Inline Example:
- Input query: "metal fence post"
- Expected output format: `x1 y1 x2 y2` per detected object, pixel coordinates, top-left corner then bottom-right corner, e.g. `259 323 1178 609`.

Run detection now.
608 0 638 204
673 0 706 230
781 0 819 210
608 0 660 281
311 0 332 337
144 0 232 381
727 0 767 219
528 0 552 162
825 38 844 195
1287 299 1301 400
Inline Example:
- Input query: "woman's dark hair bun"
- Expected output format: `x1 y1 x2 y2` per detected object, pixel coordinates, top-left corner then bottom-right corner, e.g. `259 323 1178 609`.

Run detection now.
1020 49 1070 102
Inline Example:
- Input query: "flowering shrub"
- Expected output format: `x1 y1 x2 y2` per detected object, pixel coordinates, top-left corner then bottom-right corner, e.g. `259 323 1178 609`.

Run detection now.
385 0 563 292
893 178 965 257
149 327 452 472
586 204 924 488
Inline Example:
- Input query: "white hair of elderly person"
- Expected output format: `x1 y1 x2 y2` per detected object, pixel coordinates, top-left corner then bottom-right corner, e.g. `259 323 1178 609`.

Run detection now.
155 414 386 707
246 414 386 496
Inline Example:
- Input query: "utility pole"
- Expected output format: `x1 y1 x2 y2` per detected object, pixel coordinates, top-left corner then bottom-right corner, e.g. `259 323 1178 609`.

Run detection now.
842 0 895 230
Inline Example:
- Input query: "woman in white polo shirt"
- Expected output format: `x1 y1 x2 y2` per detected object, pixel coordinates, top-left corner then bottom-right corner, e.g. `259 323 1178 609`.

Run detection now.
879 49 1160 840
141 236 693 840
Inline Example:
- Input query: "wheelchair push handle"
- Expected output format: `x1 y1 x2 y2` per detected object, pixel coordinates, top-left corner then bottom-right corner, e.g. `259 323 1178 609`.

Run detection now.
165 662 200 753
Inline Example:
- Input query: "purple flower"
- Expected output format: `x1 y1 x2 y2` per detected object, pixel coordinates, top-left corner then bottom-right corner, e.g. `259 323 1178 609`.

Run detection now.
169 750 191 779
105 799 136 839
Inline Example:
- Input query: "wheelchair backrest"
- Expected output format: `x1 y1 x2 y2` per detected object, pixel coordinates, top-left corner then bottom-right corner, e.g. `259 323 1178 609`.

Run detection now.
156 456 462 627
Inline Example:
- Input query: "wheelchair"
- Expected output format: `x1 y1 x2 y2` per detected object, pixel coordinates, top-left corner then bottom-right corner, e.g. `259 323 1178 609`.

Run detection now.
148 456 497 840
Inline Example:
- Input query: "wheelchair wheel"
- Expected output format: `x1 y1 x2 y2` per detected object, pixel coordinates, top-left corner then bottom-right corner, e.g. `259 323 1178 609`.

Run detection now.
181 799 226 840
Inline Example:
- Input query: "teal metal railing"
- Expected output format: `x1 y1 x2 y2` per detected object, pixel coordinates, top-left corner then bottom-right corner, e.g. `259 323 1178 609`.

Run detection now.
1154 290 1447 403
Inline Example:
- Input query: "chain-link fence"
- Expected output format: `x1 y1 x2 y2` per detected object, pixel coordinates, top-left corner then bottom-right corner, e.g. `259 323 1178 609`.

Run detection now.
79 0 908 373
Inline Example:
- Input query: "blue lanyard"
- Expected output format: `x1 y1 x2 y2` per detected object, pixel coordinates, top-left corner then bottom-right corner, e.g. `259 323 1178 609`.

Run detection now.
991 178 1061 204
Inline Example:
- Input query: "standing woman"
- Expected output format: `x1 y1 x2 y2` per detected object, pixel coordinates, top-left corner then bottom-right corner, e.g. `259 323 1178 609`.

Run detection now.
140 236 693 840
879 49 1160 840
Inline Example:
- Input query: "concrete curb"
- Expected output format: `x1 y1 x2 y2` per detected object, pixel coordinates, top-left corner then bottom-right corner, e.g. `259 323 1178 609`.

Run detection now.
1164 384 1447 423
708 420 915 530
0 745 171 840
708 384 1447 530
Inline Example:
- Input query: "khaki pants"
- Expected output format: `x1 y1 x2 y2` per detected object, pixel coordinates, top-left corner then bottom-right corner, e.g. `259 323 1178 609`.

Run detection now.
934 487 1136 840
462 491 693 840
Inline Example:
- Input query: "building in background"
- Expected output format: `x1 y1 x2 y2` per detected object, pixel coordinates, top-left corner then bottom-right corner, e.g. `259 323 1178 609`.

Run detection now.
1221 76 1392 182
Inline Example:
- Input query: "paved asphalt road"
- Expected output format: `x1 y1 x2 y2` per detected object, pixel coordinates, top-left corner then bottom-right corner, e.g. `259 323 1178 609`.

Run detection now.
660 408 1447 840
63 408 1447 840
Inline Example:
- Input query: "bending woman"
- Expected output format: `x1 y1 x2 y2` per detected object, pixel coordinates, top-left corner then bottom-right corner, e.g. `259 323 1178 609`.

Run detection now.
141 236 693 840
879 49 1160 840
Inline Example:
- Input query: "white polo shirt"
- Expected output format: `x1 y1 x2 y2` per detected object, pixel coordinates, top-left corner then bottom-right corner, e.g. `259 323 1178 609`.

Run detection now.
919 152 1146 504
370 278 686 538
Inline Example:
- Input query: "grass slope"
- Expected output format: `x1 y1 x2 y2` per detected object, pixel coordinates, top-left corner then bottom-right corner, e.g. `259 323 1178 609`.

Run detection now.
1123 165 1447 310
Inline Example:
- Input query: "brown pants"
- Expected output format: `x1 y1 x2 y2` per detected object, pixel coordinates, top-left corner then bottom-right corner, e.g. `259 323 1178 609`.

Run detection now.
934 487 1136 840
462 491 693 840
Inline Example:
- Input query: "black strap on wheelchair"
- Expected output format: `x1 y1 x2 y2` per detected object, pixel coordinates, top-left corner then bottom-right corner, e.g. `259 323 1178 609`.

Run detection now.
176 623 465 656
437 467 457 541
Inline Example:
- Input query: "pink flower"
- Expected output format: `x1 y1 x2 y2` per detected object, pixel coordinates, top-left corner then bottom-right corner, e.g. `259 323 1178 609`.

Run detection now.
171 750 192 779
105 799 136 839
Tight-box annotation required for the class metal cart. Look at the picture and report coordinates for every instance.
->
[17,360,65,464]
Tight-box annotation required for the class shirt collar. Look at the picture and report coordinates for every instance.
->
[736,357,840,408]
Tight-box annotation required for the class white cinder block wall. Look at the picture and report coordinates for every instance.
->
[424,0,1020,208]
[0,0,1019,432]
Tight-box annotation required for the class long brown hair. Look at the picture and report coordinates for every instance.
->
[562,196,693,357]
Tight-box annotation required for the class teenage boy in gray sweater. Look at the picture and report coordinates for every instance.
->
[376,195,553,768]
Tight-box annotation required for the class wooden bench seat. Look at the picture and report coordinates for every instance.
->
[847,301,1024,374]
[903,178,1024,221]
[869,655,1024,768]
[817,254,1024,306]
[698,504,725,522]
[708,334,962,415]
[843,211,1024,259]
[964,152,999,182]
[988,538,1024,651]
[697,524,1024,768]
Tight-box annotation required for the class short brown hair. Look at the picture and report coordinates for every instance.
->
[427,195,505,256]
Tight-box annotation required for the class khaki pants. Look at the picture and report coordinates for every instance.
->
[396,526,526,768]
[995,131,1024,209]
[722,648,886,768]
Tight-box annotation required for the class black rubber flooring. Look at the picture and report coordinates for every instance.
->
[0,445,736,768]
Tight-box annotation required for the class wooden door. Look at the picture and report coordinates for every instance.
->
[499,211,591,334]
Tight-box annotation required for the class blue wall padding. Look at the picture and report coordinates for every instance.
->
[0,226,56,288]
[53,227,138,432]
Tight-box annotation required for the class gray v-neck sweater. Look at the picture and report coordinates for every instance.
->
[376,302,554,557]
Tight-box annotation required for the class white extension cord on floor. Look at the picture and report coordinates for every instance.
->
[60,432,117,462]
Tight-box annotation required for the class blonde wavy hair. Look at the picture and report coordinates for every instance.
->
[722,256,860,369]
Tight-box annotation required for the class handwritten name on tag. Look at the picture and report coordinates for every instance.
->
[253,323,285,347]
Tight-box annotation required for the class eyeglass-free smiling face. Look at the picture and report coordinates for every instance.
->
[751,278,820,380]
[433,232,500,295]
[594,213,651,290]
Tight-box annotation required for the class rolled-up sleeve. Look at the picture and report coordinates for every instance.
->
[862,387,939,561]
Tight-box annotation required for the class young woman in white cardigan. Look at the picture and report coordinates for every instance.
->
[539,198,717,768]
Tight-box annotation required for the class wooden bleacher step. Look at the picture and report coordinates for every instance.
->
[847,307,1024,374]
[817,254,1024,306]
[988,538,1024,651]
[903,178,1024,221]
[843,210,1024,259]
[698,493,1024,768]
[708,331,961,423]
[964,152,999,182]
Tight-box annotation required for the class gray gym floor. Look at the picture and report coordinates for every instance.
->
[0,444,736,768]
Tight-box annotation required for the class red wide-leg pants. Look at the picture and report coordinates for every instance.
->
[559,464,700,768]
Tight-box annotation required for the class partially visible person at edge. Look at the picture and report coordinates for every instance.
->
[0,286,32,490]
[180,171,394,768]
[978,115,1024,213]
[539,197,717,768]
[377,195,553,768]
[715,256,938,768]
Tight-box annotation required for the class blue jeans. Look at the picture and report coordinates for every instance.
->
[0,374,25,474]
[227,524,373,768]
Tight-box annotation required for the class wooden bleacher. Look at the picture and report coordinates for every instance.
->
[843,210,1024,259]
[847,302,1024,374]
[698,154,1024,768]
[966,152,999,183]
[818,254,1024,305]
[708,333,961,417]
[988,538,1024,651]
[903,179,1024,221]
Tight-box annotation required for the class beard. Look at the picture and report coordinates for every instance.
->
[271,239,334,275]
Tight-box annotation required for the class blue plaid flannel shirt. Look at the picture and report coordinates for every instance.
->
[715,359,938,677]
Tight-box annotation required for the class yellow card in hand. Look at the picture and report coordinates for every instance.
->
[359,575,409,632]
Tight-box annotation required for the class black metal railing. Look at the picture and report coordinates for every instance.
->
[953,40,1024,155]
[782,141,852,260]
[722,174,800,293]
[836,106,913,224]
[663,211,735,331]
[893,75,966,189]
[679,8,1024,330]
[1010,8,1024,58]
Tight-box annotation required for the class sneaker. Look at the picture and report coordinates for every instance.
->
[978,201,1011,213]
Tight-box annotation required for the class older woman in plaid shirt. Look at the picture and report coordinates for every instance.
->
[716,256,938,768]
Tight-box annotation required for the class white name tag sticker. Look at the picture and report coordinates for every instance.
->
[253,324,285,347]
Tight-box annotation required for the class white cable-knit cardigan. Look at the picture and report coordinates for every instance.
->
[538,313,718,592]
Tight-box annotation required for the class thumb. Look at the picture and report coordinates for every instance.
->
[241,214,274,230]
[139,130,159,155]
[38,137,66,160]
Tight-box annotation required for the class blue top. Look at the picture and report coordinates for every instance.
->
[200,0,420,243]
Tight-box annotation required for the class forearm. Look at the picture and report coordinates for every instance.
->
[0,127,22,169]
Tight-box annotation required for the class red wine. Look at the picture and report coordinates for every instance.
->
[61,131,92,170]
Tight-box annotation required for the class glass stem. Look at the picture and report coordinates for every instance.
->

- _REQUEST_
Repeat the data word for word, from the line containing "Tight-box annotation required for the class white extension" through the line containing "[722,256,860,369]", including both of those lines.

- _RESULT FOR THIS TASK_
Tight-box annotation required for the class white extension cord on floor. Look at the picture and report coordinates for every instance.
->
[60,432,117,462]
Tight-box annotation required for the class blonde wavy hair. Look at the picture and report coordinates for every instance.
->
[722,256,860,369]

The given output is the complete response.